2022年6月7日, 北京大学高等人文研究院“精神人文讲堂·云讲堂”第三十讲在线上举行, 题为“文化差异、现代性与第三轴心时代的展望——‘和而不同’发微”。本次讲座由德国图宾根大学中国中心主任、德国哥廷根大学东亚文学与文化研究系施寒微教授 (Heiwig Schmidt-Glintzer) 主讲,北京大学高等人文研究院副研究员、长江商学院研究学者王建宝博士主持。
主讲人:施寒微(Helwig Schmidt-Glintzer)
众所周知,“轴心时代” (Axial Age)这一概念最初由卡尔·西奥多·雅斯贝尔斯 (Karl Theodor Jaspers, 1883-1969) 在其1949年出版的著作《历史的起源与目标》(Vom Ursprung und Ziel der Geschichte) 中提出,指公元前500年前后,涌现了诸如释伽牟尼 (Buddha)、孔子和苏格拉底 (Socrates) 等先贤的时代。

____________

§ 挑战任务 1: 请列出这篇讲座报道中出现的全部高校及商学院名称,每个名称只写一次。
这篇讲座报道与这些记录之间没有任何关联。

数据集行:
____________

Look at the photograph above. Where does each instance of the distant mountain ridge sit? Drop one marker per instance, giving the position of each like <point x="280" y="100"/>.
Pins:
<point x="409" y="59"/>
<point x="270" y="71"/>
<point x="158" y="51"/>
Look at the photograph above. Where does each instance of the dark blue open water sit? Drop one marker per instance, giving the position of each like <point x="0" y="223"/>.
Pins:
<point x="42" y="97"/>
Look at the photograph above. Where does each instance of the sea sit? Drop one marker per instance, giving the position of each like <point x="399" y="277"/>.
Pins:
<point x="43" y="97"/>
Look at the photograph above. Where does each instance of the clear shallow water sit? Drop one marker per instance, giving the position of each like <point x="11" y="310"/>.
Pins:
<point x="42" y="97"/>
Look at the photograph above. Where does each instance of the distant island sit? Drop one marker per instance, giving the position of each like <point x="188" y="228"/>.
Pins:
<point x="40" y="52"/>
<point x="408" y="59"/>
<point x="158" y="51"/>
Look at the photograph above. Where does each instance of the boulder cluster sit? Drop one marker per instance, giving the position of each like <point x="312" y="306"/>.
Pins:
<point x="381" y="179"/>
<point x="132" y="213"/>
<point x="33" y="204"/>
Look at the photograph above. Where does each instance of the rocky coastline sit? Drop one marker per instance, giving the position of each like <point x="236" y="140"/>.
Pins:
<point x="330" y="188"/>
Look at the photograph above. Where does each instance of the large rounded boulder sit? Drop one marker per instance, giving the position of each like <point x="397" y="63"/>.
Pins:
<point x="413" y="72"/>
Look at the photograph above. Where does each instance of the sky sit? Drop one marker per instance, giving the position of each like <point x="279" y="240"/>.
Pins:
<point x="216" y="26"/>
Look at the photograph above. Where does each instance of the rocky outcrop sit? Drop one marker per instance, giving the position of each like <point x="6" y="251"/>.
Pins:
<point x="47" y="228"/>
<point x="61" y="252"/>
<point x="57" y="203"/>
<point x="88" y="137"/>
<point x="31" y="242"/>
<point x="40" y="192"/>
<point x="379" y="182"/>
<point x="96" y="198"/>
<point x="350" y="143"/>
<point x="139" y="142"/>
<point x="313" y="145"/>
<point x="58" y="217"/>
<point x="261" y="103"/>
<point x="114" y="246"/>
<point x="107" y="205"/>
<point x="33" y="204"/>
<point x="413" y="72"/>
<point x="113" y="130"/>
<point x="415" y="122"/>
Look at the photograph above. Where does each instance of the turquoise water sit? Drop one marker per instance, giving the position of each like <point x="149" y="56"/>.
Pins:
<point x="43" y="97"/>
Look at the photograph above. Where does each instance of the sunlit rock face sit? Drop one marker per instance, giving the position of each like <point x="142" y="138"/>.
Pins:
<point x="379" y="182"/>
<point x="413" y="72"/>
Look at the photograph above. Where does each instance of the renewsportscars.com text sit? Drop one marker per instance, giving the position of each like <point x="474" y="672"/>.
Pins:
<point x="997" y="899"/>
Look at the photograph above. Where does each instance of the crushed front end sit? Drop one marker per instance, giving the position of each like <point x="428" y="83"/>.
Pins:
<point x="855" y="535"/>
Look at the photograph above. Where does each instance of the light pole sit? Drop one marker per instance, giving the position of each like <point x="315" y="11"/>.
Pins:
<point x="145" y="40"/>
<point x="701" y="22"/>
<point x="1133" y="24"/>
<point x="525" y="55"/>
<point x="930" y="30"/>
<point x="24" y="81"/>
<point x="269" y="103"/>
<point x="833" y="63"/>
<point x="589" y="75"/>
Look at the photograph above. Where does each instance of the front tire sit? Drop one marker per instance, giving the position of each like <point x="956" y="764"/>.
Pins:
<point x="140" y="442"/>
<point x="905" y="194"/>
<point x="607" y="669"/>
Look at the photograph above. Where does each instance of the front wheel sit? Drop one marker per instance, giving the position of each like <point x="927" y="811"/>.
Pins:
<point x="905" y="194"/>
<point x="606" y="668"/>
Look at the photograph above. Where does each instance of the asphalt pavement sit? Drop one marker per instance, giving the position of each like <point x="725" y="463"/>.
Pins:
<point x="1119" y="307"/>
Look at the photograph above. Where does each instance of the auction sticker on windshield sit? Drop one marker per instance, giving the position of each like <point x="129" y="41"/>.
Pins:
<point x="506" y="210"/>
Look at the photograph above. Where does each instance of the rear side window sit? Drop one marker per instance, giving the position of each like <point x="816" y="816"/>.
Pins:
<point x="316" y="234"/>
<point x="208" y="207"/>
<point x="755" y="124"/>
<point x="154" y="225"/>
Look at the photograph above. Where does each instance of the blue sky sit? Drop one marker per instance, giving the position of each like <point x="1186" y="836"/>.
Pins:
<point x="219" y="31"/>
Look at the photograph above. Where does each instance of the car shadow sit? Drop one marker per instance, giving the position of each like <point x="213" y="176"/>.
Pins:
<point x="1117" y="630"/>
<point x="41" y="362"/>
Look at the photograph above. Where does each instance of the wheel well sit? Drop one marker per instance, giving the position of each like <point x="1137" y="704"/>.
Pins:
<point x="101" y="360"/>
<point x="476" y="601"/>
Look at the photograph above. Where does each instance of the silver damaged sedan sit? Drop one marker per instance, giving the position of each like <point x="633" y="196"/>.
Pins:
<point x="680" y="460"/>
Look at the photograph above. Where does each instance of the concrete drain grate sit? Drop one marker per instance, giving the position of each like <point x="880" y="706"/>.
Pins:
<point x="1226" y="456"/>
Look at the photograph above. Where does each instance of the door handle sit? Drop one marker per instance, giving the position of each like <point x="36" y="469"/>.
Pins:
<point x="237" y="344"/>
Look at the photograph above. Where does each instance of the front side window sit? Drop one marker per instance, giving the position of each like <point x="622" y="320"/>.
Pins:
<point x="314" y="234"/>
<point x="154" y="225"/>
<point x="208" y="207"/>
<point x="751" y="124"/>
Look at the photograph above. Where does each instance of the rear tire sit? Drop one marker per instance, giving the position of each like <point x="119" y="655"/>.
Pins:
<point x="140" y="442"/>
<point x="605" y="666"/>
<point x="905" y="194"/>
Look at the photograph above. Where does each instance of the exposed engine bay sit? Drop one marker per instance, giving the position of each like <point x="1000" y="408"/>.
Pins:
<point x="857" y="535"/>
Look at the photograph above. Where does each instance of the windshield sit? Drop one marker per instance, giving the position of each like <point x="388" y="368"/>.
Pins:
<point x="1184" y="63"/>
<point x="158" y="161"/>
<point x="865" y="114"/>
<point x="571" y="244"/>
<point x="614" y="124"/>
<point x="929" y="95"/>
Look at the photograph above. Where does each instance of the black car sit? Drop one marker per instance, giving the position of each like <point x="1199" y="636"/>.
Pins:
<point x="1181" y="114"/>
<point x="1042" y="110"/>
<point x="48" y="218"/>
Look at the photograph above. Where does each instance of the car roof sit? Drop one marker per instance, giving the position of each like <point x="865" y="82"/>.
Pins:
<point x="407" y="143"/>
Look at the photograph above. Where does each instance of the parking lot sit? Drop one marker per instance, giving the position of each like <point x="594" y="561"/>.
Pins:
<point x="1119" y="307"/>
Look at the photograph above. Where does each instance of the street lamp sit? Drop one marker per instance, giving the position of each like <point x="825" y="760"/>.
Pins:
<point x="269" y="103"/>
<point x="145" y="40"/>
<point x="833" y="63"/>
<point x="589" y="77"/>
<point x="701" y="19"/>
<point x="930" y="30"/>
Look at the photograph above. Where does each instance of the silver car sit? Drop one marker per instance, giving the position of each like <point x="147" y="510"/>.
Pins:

____________

§ 挑战任务 2: 选出记录中含有字符串“boulder”的每一行,匹配时区分大小写。

§ 任务输出 1: 北京大学、德国图宾根大学、德国哥廷根大学、长江商学院

§ 任务输出 2:
Look at the photograph above. Where does each instance of the boulder cluster sit? Drop one marker per instance, giving the position of each like <point x="312" y="306"/>.
Look at the photograph above. Where does each instance of the large rounded boulder sit? Drop one marker per instance, giving the position of each like <point x="397" y="63"/>.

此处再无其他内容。